• Goal of the exercise
Please edit the lines below so that "single point" becomes "single dot" everywhere it occurs, with nothing else changed. Leave the pictures out of your answer.

[Point labeling lines]
* START *

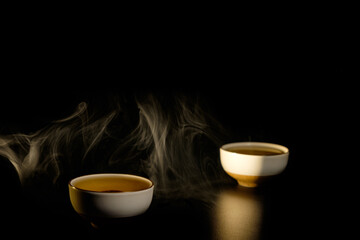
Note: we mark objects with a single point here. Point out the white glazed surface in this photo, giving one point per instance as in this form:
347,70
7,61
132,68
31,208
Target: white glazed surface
253,165
110,205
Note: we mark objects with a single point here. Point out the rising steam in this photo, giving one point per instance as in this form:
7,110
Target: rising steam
174,143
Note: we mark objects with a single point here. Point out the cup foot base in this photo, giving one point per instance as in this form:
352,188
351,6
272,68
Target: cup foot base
249,181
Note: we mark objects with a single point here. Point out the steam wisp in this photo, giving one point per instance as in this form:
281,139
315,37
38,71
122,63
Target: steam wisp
174,143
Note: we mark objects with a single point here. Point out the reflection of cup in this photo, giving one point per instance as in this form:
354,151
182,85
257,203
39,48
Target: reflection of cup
250,163
110,196
238,215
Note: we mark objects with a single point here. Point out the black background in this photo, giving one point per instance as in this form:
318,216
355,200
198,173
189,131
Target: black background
287,82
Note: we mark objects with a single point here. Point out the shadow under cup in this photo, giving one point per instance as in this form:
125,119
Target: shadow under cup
105,197
252,163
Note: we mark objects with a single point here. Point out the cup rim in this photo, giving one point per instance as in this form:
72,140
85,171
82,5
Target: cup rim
226,146
111,193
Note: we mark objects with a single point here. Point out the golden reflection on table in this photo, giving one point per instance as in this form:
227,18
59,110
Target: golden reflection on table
238,214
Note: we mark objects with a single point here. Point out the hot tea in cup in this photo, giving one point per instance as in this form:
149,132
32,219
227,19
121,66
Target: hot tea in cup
110,196
251,163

* END *

• Written solution
Note: we mark objects with a single dot here. Point out the white glazed surface in this photo, giving one point per instance as in this form:
347,70
7,61
132,68
31,208
Target: white glazed surface
253,165
110,205
Note: we mark objects with a single dot here. Point out the rising steam in this photo, giving one point per instance as in this form:
7,110
Target: rising steam
174,143
Note: we mark objects with a single dot here. Point out the cup foot base in this photo, giving one point per instance as in this form:
352,188
351,6
272,68
Target: cup foot base
249,181
Note: we mark objects with a single dot here. Point out the steam wisp in this photo, giving one point per instance as in this form:
281,139
315,37
38,71
122,63
Target: steam wisp
174,143
Note: we mark objects with a single dot here. Point out the reflection of cup in this photo, giving one point per instance as in this form:
354,151
182,85
257,203
39,48
Target: reflection of cup
250,163
110,196
238,215
Note: we mark objects with a single dot here. Point out the black background in this photo, giving one point per instance as in this form:
318,216
355,200
198,173
189,131
Target: black background
287,82
Note: we mark objects with a single dot here. Point out the shadow under cup in this photo, giving one point per instance as in this form:
125,119
Target: shadow under cup
105,197
252,163
Note: we mark objects with a single dot here. Point out the cup rim in this photo, giving one point per instance as in this form:
72,140
85,171
82,5
Target: cup rim
226,146
111,193
Note: we mark objects with a single dot here. Point out the golden reflection on table in this photo, giving one point per instance as in this form:
227,18
59,110
Target: golden reflection on table
238,214
Note: we mark objects with a single dot here. Point out the hot tea in cup in this photo, giving one point per instance as in this form:
149,132
32,219
227,19
121,66
Target: hot tea in cup
110,196
251,163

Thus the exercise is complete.